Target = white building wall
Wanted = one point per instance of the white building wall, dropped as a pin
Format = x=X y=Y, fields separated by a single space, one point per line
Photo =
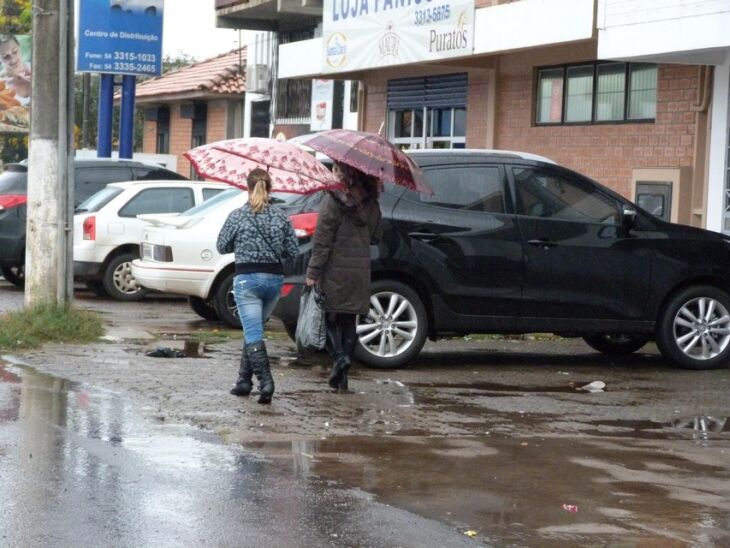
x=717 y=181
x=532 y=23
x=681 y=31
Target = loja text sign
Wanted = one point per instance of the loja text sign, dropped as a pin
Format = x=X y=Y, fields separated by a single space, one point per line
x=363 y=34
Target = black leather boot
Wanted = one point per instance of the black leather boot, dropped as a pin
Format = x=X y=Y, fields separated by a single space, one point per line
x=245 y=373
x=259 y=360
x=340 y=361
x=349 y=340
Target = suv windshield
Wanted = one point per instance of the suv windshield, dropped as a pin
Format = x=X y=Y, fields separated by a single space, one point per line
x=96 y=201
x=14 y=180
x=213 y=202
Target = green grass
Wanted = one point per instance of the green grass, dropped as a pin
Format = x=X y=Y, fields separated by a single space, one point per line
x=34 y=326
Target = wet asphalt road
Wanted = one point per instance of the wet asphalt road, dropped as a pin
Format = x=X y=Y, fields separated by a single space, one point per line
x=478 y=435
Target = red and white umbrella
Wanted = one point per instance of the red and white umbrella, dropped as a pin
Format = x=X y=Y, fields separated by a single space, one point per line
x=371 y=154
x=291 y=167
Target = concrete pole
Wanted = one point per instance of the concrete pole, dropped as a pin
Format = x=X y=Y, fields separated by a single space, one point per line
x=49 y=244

══════

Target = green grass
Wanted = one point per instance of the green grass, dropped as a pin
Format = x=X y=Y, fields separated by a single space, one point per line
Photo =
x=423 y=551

══════

# Written problem
Set down the lines above again, word for word, starting at the line that contains "Target = black leather boot" and ending at the line that contains "x=291 y=167", including both.

# Result below
Target = black leather boot
Wanted = one point per instance of the black leather boot, dropped as a pin
Format = x=X y=Y, fields separated by a single space, one point per line
x=245 y=373
x=259 y=360
x=340 y=361
x=349 y=340
Target = suv windshield
Wanted = one point per instance of the suv windshield, dropped as a pin
Format = x=X y=Y, fields separated by a single space, one point per line
x=96 y=201
x=14 y=180
x=213 y=202
Target = green grass
Wanted = one point per instance of the green grass, dropped as a pin
Format = x=X y=Y, fields separated by a single space, one point per line
x=34 y=326
Target = wet asphalt road
Wanted = one point per instance of the wet asphalt road, dropped as a pin
Format = x=X y=Y, fields separated by a single space, one point per line
x=478 y=435
Target = red and white umbrella
Wanted = one point per instance of the red and white umbrella, dropped as a pin
Format = x=X y=Y, fields separated by a single space, one point per line
x=371 y=154
x=291 y=167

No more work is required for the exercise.